======== Given data

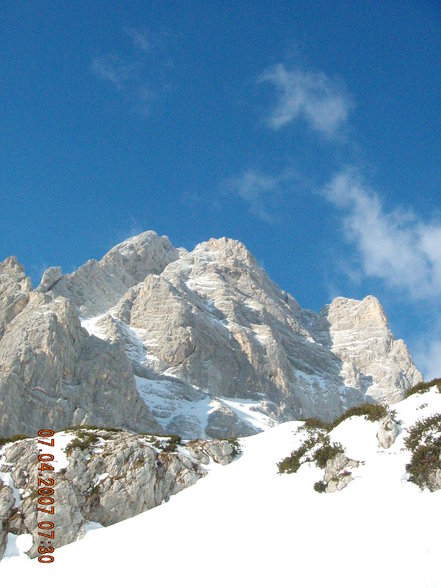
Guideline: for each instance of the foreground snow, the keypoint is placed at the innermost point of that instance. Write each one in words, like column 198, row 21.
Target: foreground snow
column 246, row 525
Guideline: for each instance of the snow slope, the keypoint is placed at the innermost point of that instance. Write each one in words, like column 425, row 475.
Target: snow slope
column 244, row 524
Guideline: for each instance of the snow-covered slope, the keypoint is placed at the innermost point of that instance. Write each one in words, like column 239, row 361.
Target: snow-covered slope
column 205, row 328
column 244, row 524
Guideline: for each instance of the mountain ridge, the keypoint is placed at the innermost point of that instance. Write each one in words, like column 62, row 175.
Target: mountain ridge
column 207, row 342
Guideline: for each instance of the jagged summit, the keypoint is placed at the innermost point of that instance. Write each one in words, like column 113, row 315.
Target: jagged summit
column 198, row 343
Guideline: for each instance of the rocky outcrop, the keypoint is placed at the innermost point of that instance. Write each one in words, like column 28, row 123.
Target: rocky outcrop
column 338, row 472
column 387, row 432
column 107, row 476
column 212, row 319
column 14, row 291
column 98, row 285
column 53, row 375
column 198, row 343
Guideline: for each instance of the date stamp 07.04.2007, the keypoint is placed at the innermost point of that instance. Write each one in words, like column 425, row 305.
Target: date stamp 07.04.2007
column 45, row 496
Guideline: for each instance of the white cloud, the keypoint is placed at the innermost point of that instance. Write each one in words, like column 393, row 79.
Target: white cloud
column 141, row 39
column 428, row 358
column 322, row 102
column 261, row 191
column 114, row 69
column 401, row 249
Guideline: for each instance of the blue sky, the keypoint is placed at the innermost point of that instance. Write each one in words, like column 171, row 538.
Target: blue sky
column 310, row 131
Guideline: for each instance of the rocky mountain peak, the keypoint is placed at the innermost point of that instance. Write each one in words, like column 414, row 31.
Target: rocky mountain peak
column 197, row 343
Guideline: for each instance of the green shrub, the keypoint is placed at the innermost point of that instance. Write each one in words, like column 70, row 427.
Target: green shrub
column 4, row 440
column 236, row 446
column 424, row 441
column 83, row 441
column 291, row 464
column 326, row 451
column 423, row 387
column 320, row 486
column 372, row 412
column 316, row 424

================

## Problem statement
Can you retype, word for word, the lines of the listing above from the line containing "Guideline: for each instance of the rocky mountain" through the last line of the listing?

## The completed task
Guideline: for each instance of the rocky mountain peak, the keypoint is placed at the innermost point of that instance. Write each one in words, like column 414, row 31.
Target: rocky mountain peak
column 197, row 343
Guideline: for each instance of the green shrub, the keypoint is placed at the innermost point of that instance. Write each one in words, like column 70, row 427.
Target: green shrub
column 4, row 440
column 236, row 446
column 424, row 441
column 83, row 441
column 291, row 464
column 326, row 451
column 423, row 387
column 320, row 486
column 372, row 412
column 316, row 424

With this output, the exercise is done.